◆ **Фрагмент источника**
--- --- ---
Мамона и музы. Воспоминания о купеческих семействах старой Москвы (страница 4)

Страница 4

Наконец дед дождался сына. Почему-то у Ильиных в родне особенно чтился преподобный Сергий. У всех старшие сыновья назывались Сергеями. Так было у Мякишевых, у Епанешниковых[19]. Епанешникова – дочь Николая Петровича Ильина[20], сестра Петра Николаевича. Муж ее был Василий Иванович, отличавшийся шишкой на лбу. У них старший сын был Сергей, Ильины назвали сына тоже Сергеем, и в нашей семье старший назывался тоже так. Чисто сговорились. Но, странное дело, все три ильинских Сергея, достигнув 18-летнего возраста, скончались[21], один наш остался цел.

Дядю Сережу, можно сказать, я почти не помню. Но хорошо помню день, когда утром рано, чего никогда не бывало, к нам приехала Креска, расстроенная, вся в слезах. Что такое? Брат скончался. Перед этим незадолго мы от излишнего баловства запустили кубиком в громадное зеркало, бывшее в комнате братьев, и его разбили. М. Ф., ворча на нас, сказала: «Теперь кто-нибудь умрет». И правда, через несколько дней умер молодой, прекрасный, подававший большие надежды юноша, которого все в доме на руках носили. Для Ильиных удар был ужасный. Гордость матери, надежда отца, друг сестры – все с ним погибло, он был единственный. Перед тем незадолго, достигнув 14–15 лет, умерла Людмила, осталась одна Креска. Она впоследствии в честь сестры окрестила свою единственную дочь Людмилой. Приезд к нам огорченной тетки доставил нам, ребятам, великое удовольствие. Мы ее любили. Приехала она не на один день, а надолго, мы радовались.

В отношении покойников тетушка была особенный человек: она боялась их так, что по случаю смерти любимого брата покинула дом и не возвращалась туда до тех пор, пока жилище его не было отделано заново так, чтобы ничто ей его не напоминало. Первым покойником, которого она увидала, был ее муж, умерший, когда ей было порядочно за 50 лет, а потом видела мать и больше во всю жизнь никого. Живых существ она не выносила – ни птиц, ни собак. С лошадьми примирялась, как с неизбежным злом. Особенно не любила собак, при виде которых поднимала руки вверх и кричала чуть не до слез.

C замужеством у нее вышел страшный карамболь[22]. Должно быть, на роду у нее написано было влюбляться в родственников. Вышел пламенный роман с братом ее матери, Валентином Кондратьевичем Шапошниковым[23]. Они друг в друга влюбились безнадежно, однако хотели надуть судьбу. Зная, что родители благословения не дадут, сговорились сыграть свадьбу в Питере, куда тетенька под благовидным предлогом и укатила, но вдруг открылся заговор отцу. Он помчался к Филарету, послали в Питер телеграмму: «Не венчать!» Филарет, митрополит, был гроза всех попов, моментально в Питере дело было обнаружено, и свадьба в самый последний момент была нарушена. Думается, это обстоятельство на всю жизнь наложило некоторую холодность на отношения между дочерью и отцом ее. Всю жизнь она носила траурное черное кольцо с дивным бриллиантом, подарок Валентина.
--- --- ---
◆ **Выдержки из строк**
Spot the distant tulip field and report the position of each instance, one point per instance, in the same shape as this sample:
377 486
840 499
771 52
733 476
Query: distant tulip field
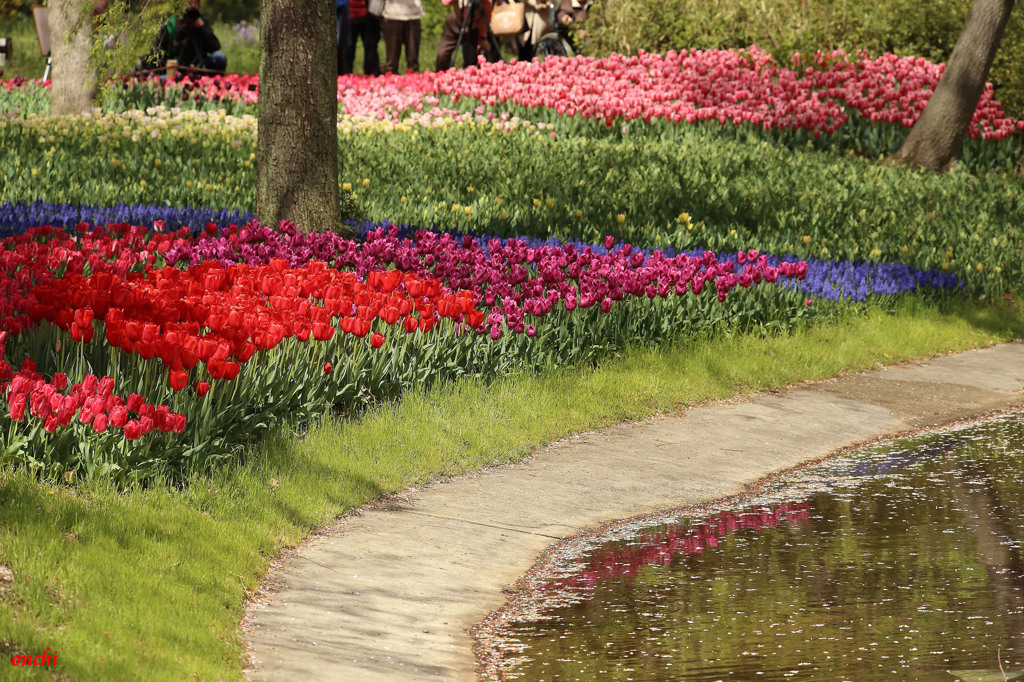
520 216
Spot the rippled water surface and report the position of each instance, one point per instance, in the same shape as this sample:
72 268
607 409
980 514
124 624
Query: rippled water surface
901 561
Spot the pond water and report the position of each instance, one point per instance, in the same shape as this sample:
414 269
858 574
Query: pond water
900 560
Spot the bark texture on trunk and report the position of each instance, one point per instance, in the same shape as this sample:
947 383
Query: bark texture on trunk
73 83
937 137
297 155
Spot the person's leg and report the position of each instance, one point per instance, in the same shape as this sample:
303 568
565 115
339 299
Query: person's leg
413 45
392 44
344 37
371 37
353 37
215 61
450 36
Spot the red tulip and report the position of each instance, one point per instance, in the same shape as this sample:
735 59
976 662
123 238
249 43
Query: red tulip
133 430
178 379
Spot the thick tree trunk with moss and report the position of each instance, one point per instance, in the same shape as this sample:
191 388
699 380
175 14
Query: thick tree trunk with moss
297 155
73 83
937 137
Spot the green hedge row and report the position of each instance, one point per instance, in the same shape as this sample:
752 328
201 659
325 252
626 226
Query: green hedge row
696 189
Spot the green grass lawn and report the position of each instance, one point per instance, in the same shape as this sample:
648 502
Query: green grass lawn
152 584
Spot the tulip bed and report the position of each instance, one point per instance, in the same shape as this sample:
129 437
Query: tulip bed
183 345
148 330
694 192
830 99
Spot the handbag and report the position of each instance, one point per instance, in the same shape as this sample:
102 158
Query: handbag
507 19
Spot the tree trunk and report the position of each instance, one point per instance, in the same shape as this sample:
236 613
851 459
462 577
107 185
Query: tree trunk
297 156
73 83
936 139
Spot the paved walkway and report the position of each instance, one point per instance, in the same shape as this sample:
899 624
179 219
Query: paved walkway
390 593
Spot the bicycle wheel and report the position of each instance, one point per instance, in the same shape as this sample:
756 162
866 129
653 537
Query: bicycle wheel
552 44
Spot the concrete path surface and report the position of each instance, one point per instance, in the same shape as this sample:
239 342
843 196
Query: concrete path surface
389 593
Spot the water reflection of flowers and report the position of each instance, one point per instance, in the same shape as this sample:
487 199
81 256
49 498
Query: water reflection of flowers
660 546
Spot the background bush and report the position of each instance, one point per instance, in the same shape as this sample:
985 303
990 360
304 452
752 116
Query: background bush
782 27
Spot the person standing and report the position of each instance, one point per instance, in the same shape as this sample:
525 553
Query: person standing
344 38
477 39
401 27
366 27
192 41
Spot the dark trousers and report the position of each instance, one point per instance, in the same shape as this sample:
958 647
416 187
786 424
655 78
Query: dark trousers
450 36
344 34
398 33
368 30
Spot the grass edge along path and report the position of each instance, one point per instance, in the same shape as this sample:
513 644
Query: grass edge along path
--- --- ---
◆ **Поставленная цель 1**
Какой подарок Валентина тетушка носила всю жизнь, согласно воспоминаниям о купеческих семействах?
◆ **Поставленная цель 2**
Верните из воспоминаний о купеческих семействах отрывок, начиная со слов «C замужеством у» и дальше вплоть до слов «бриллиантом, подарок Валентина.».
◆ **Поставленная цель 3**
Продолжите воспоминания о купеческих семействах старой Москвы сразу после последнего приведенного предложения.
Строки с воспоминаниями о купеческих семействах никак не связаны.

◆ **Ответ к заданию 1**
Траурное черное кольцо с дивным бриллиантом.

◆ **Ответ к заданию 2**
C замужеством у нее вышел страшный карамболь[22]. Должно быть, на роду у нее написано было влюбляться в родственников. Вышел пламенный роман с братом ее матери, Валентином Кондратьевичем Шапошниковым[23]. Они друг в друга влюбились безнадежно, однако хотели надуть судьбу. Зная, что родители благословения не дадут, сговорились сыграть свадьбу в Питере, куда тетенька под благовидным предлогом и укатила, но вдруг открылся заговор отцу. Он помчался к Филарету, послали в Питер телеграмму: «Не венчать!» Филарет, митрополит, был гроза всех попов, моментально в Питере дело было обнаружено, и свадьба в самый последний момент была нарушена. Думается, это обстоятельство на всю жизнь наложило некоторую холодность на отношения между дочерью и отцом ее. Всю жизнь она носила траурное черное кольцо с дивным бриллиантом, подарок Валентина.

◆ **Ответ к заданию 3**
Долго держался Валентин и женился, когда был совершенно седым и с сильнейшей «пляской святого Витта»[24], на дочери Епанешникова, Елизавете Васильевне[25]. Не впрок старику пошла поздняя женитьба. Красавица Елизавета Васильевна пустилась во все тяжкие, посыпались Валентиновы денежки, как горох, и ребята тоже посыпались, только все на разные лица, сходства ни с отцом, ни между собой ни у кого не было[26].

«Креска», достигнув 38 лет, вышла замуж за 24-летнего Федора Александровича Мякишева[27]. Было то так. Свадьба состоялась в феврале 1880 года, а дед умер 1 апреля[28]. Он их благословлял образом, ничего не понимая, – за него образ-то придерживала все та же бабушка. А понимай он, что делал, не бывать бы этой свадьбы. Жених и невеста [не то] были двоюродные, не то она ему приходилась теткой – родство кровное да еще такая разница лет! Долго длился этот роман и все не мог разрешиться из-за его упрямства. А когда он лишился всякого смысла, тогда уж дело оборудовали.

Отцу нужен был женский глаз в дому, он был рад ей; у нее была уж испытанная дружба с ним, да и мы с заботами об нас были ей нужны; мы заполняли ее время и отвлекали от собственной несложившейся жизни. Она была большая и толковая франтиха. Когда приезжала к нам, только и толку бывало, что о модах; отец был человек со вкусом, она поверяла ему свои туалетные предположения, вертелась перед ним, показывая свои обновки, он критиковал их. Она занималась и нашими туалетами, но не скажу, чтобы сестра Леничка бывала хорошо одета, может быть, потому что шилось нам все дома. Заботы о приискании гувернанток были на ней; если это было неудачно, то не ее вина.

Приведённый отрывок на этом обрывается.